> **What needs to be done**
Transcribe the listing underneath, keeping each word exact and omitting the images.

> **Records for the exercise**
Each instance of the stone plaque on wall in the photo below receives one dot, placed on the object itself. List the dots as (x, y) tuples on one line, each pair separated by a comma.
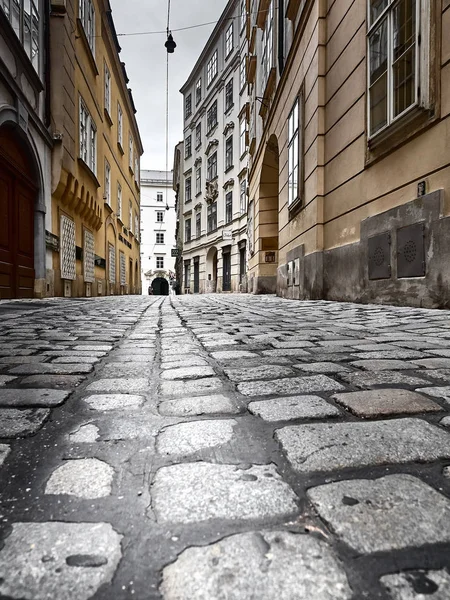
[(380, 256), (411, 251)]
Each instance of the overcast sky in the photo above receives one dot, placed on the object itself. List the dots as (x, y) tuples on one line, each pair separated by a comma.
[(145, 58)]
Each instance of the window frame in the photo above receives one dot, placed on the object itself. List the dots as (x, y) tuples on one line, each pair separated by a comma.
[(372, 26)]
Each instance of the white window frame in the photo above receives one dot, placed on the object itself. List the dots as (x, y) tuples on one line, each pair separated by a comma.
[(119, 125), (420, 72), (107, 90), (229, 41), (107, 197), (88, 137), (87, 17), (211, 68)]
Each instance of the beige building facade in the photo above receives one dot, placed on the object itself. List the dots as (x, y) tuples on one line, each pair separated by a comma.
[(349, 175)]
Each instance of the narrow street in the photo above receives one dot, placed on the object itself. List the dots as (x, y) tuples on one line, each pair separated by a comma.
[(223, 447)]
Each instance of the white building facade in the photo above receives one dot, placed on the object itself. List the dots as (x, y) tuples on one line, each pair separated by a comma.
[(158, 223), (214, 165)]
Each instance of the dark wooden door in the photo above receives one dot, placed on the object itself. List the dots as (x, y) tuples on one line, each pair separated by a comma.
[(227, 272), (16, 235)]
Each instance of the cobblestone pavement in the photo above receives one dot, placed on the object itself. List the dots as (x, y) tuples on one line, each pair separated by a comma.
[(223, 448)]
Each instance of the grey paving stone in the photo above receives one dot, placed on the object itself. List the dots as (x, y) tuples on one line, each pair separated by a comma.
[(185, 388), (330, 446), (228, 355), (187, 373), (383, 365), (187, 438), (257, 565), (291, 385), (258, 373), (114, 401), (434, 363), (196, 406), (120, 385), (21, 422), (390, 513), (35, 560), (4, 451), (418, 585), (85, 434), (4, 379), (293, 407), (322, 367), (194, 492), (437, 392), (85, 478), (369, 379), (49, 368), (383, 402), (42, 397)]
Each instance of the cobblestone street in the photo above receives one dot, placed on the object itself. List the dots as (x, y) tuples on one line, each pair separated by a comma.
[(223, 447)]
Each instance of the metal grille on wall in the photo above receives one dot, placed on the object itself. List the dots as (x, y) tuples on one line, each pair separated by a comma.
[(123, 273), (68, 248), (89, 257), (112, 263)]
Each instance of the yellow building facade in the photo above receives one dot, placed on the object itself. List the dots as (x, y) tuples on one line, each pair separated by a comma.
[(93, 245)]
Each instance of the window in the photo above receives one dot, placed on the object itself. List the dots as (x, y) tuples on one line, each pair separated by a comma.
[(187, 230), (243, 14), (211, 172), (188, 147), (188, 106), (107, 90), (211, 215), (229, 95), (198, 136), (119, 201), (211, 117), (119, 125), (25, 20), (87, 18), (242, 137), (393, 61), (295, 151), (131, 156), (107, 196), (88, 138), (242, 72), (198, 91), (267, 43), (211, 69), (229, 40), (229, 153), (198, 180), (228, 208), (243, 197), (187, 189)]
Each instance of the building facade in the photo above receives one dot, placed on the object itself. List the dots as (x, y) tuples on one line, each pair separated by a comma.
[(25, 148), (94, 246), (214, 163), (158, 225), (349, 174)]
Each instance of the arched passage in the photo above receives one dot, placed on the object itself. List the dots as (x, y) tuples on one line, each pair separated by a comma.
[(18, 199), (266, 220), (160, 287)]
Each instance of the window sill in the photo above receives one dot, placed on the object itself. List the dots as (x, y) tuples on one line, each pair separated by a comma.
[(108, 118), (83, 37), (89, 171)]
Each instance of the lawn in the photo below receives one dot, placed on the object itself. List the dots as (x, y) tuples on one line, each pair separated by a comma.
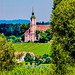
[(36, 48)]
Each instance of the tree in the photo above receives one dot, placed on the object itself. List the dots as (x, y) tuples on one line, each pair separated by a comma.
[(6, 54), (56, 2), (63, 30)]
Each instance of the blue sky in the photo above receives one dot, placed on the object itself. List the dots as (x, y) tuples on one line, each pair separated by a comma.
[(22, 9)]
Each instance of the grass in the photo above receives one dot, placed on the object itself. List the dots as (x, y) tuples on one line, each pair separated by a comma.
[(36, 48), (20, 70)]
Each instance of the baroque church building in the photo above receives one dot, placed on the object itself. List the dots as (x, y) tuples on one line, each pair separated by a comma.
[(30, 34)]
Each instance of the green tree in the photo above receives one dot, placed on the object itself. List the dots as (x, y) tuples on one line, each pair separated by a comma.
[(63, 30), (43, 38), (37, 34), (6, 54), (28, 58)]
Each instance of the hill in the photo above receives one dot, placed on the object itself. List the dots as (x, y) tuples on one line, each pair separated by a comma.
[(36, 48), (14, 21)]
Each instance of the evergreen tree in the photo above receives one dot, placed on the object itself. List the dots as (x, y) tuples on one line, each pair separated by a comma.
[(6, 54), (56, 2), (63, 33)]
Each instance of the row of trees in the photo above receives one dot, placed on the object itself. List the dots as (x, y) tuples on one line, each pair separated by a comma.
[(63, 33), (45, 59)]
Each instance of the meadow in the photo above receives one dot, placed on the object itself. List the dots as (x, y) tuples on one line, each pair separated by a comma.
[(36, 48), (22, 70)]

> **Answer section**
Each instance of the stone plaque on wall in the photo below receives one dot, placed on the object itself. List the dots as (x, y) tuples on one line, each pair separated by a comma.
[(380, 256), (411, 251)]
Each instance of the overcast sky in the photo above receives one dot, placed on the object itself. List the dots as (x, y) tuples on one line, each pair separated by a comma.
[(145, 58)]
Each instance of the window frame in the photo above receives one dot, placed on the object itself. List the dots as (x, y) tuples on one line, each pair separated by a comma.
[(372, 26)]
Each instance of the white window frame in the photo above receives one dot, placed on the object itself. List the dots as (x, y) tuples on one line, each pair separated by a comma.
[(119, 125), (420, 72), (107, 90), (229, 41), (107, 197), (88, 137), (87, 17), (211, 68)]
Each instance of the beige building facade in the photo above receives one dot, placed on the object itself. List the dots as (x, y) tuples on one line, each pair separated by a comma.
[(349, 175)]
Each instance of the narrow street in the photo above receives one dot, placed on the object itself. List the dots as (x, y) tuples on one line, each pair separated by a comma.
[(223, 447)]
Each instance of the white building facade in the photo above receives one dot, placed on the object itself. List the dots as (x, y) tuples on one line, each pair separated by a comma.
[(158, 223), (214, 165)]
Each instance of the dark wooden door in the photo above receives one dot, placed on the object itself. List the dots as (x, y) tuples on one line, each pair separated by a comma.
[(227, 272), (16, 235)]
Each instance of the cobblestone pavement in the photo above receives one dot, placed on the object itself. List the dots as (x, y) tuples on one line, each pair separated by a comma.
[(223, 448)]
Each instance of the grey paving stone in the photo above receives one dot, placed on the object itself. List the dots as (x, y) tuples on one line, each pair separated by a comma.
[(185, 388), (330, 446), (228, 355), (187, 373), (383, 365), (187, 438), (257, 565), (291, 385), (258, 373), (114, 401), (434, 363), (196, 406), (120, 385), (21, 422), (390, 513), (35, 560), (4, 451), (418, 585), (85, 434), (4, 379), (293, 407), (322, 367), (194, 492), (437, 392), (85, 478), (369, 379), (49, 368), (383, 402), (42, 397)]
Each instance of the cobblestone street in the photo above receives one dot, placed on the object itself. List the dots as (x, y) tuples on one line, each pair separated by a comma.
[(223, 447)]
Each instance of the metal grille on wall in the photo above receives one dot, placed on the object itself. List the dots as (x, y) tuples on one line, each pair separated by a comma.
[(123, 273), (68, 248), (89, 257), (112, 263)]
Each instance of the yellow building facade in the photo above receives one dot, placed on the object itself. List the dots as (x, y) tuples on one line, each pair separated by a comma.
[(93, 245)]
Each instance of the window in the photo above receives one dot, placed on the object itself. List the dots as (x, y) tuples on one line, each pair separated by a comma.
[(187, 230), (243, 14), (211, 172), (188, 147), (188, 106), (107, 90), (211, 215), (229, 95), (198, 136), (119, 201), (211, 117), (119, 125), (25, 20), (87, 18), (242, 137), (393, 61), (295, 151), (131, 156), (107, 196), (88, 138), (242, 72), (198, 91), (267, 43), (211, 69), (229, 40), (229, 153), (198, 180), (228, 208), (243, 197), (187, 189)]
Each instance of the building facade in the photo above receives one dot, placed on the object itself. List the dots as (x, y) tuples on one line, each pair separated by a comma.
[(25, 148), (94, 246), (214, 163), (158, 225), (349, 174)]
Each instance of the arched passage in the photo above receives one dot, placed on the object itself. List the dots as (x, y) tuples on one line, each pair separated by a comma.
[(18, 199), (266, 220), (160, 287)]
Each instance of the window sill in the photo above receives one dot, placed on the object itself. List the dots as (x, y) tuples on one line, each pair separated by a comma.
[(108, 118), (83, 37), (89, 171)]
Each instance of the lawn in the photo below receives one dot, placed on the object itself. List the dots as (x, y) tuples on one line, each pair separated by a comma.
[(36, 48)]
Each instance of the tree in the photo above receives one dot, placed on the object itself. List the dots as (x, y) tuples on one line, each pair separated by a comma.
[(6, 54), (56, 2), (63, 30)]
Each instance of the blue sky in the photo above receives one dot, placed on the object itself. List the dots as (x, y) tuples on one line, each pair separated by a comma.
[(22, 9)]
Each instance of the grass in the photo above receives one dot, placed on the object itself. List the dots as (x, y) tuples on one line, each pair separated by a comma.
[(36, 48), (20, 70)]
Each instance of the baroque church building in the photo above receives one dot, placed on the object itself. List the dots as (x, y) tuples on one line, each pair separated by a comma.
[(30, 34)]
Each instance of the green tree in the photo above receives one dot, placed on the object itself. List the dots as (x, y) tuples on one line, each pair separated by a comma.
[(63, 30), (43, 38), (37, 34), (6, 54), (28, 58)]
Each instance of the hill in the photo above receives one dot, placed on the object itself. List the dots as (x, y) tuples on one line, each pair separated by a comma.
[(36, 48), (14, 21)]
Each instance of the evergreen tree in the photo above receives one dot, placed on the object itself. List the dots as (x, y) tuples on one line, each pair separated by a comma.
[(6, 54), (56, 2), (63, 33)]
Each instance of the row of trees in the photo above receives one dot, placed on the object itself. List the dots as (x, y) tuples on one line, each pair separated by a comma.
[(63, 33), (45, 59)]
Each instance of the meadow in the photo above receives one dot, placed on the object itself. List the dots as (x, y) tuples on one line, each pair separated by a comma.
[(36, 48), (22, 70)]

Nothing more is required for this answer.